[Document text — start]

Judge in U.S. District Court Halts NIH Cuts
A judge in the U.S. District Court in Massachusetts last week ruled that the some of the Trump administration’s cancellation of grants from the National Institutes of Health were “illegal” and an example of governmental “racial discrimination.”
Judge William Young, who was appointed to the court by President Ronald Reagan, declared the grant terminations void and ordered that the funds be made available immediately. The administration said last week it was considering its options, including an appeal of the ruling.
At issue are more than 800 grants that the NIH rescinded because, according to letters sent explaining the cuts, the government no longer prioritizes the subjects of the grants. According to the termination letters, the targeted grants focused on “DEI,” “transgender issues,” “vaccine hesitancy,” and other items the Trump administration has targeted through its executive orders and directives.
A group of researchers, the ACLU, the Center for Public Research, and others brought suit against the cuts in April, as did the Commonwealth of Massachusetts joined by other 15 other states.
According to reporting from the Boston Globe and the New York Times, Judge young was especially critical of the administration’s declaration that DEI-related research supports “unlawful discrimination.”
“Where’s the support for that? Any support? Any rational explanation?” Young is reported to have said at the hearing. “I see no evidence of that. Point me to … any particular grant or group of grants being used to support unlawful discrimination on the basis of race. From what I can see, it’s the reverse.” Later he said, “I am hesitant to draw this conclusion — but I have an unflinching obligation to draw it — that this represents racial discrimination and discrimination against America’s LGBTQ community. That’s what this is. I would be blind not to call it out. My duty is to call it out.”
U.S. Supreme Court Says Tennessee Can Ban Gender-Affirming Care
The U.S. Supreme Court ruled last Wednesday to uphold a Tennessee law prohibiting the use of puberty blockers or hormones on anyone under age 18 to enable the minor to “identify with, or live as, a purported identity inconsistent with the minor’s biological sex,” or to treat the distress such people feel from the conflict between their biological sex and asserted identity.

[Document text — finish]
[Provided records — start]

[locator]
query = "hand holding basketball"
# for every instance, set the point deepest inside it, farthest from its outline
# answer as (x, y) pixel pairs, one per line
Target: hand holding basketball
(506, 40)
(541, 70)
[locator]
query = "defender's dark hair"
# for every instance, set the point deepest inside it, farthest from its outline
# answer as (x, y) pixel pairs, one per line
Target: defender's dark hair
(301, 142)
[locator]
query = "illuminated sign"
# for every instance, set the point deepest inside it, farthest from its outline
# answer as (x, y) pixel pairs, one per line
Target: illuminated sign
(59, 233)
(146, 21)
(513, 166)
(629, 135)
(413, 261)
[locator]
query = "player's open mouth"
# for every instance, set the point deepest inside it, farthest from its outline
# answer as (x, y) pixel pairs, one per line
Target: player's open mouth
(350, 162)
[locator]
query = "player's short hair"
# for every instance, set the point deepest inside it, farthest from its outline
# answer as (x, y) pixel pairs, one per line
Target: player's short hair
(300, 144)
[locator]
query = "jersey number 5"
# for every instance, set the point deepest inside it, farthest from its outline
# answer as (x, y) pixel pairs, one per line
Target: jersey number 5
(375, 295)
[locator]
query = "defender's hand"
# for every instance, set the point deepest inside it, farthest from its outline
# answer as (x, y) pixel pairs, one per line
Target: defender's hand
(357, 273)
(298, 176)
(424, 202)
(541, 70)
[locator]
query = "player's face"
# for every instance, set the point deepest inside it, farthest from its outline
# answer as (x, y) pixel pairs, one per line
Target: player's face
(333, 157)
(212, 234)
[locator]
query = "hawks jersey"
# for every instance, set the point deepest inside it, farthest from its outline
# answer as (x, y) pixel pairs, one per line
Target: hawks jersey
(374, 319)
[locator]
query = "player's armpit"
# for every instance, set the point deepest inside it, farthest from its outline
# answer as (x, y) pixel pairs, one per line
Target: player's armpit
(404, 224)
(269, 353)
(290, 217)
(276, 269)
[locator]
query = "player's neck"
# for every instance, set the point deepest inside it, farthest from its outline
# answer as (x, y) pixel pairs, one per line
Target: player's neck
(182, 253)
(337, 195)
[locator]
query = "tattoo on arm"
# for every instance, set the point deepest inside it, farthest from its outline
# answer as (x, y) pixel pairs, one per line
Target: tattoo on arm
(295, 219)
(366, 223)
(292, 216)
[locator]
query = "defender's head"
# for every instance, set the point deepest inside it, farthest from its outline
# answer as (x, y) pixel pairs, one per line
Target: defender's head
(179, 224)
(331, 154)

[Provided records — finish]
[Provided records — start]

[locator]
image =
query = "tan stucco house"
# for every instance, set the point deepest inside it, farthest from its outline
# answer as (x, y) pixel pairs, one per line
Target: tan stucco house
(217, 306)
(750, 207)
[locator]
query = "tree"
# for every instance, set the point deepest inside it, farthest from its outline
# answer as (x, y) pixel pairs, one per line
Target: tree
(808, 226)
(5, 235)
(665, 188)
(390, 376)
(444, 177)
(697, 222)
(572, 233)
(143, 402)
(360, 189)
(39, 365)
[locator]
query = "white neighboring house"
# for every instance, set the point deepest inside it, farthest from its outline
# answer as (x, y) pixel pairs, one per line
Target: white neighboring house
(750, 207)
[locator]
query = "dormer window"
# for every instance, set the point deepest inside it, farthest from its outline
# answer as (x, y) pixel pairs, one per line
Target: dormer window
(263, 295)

[Provided records — finish]

→ **Work item A**
In the news text about court rulings, which president appointed Judge William Young to the court?
→ **Work item B**
Continue the news text about court rulings from the end of its last sentence.

→ **Task response A**
President Ronald Reagan

→ **Task response B**
Three minors, their parent, and a doctor had contested the law, arguing that it violated the U.S. Constitution’s Equal Protection Clause – that is, similarly situated people deserve the same protection under the law. Tennessee law bans the use of puberty blockers and hormones for transgender youth, but allows their use in others use for different purposes.
The court’s decision does not affect states such as Massachusetts that do not ban gender-affirming care, but does set a precedent of sorts for the 27 states across the U.S. that have such bans in place. The Supreme Court decision, however, was narrowly focused on the equal protection issue, while bans in some other states are being challenged in the courts on the basis of other legal issues. Elements of the reconciliation bill now being debated in Congress would ban the use of Medicaid funds for gender-affirming care
In the Massachusetts Senate’s supplemental budget passed last week (see story above), the chamber approved an amendment allowing pharmacies to distribute pharmaceuticals for gender-affirming care during declared public health emergencies. As reported in State House News, the sponsor of that amendment, Julian Cyr (D-Truro), cited the Supreme Court decision, adding, “Gender-affirming care medications are being banned in states across the country. These are the same medications trans people rely on to live safely and authentically. Just as mifepristone became the next target after [the court overturned] Roe [v. Wade], gender-affirming medications will be the next to come.”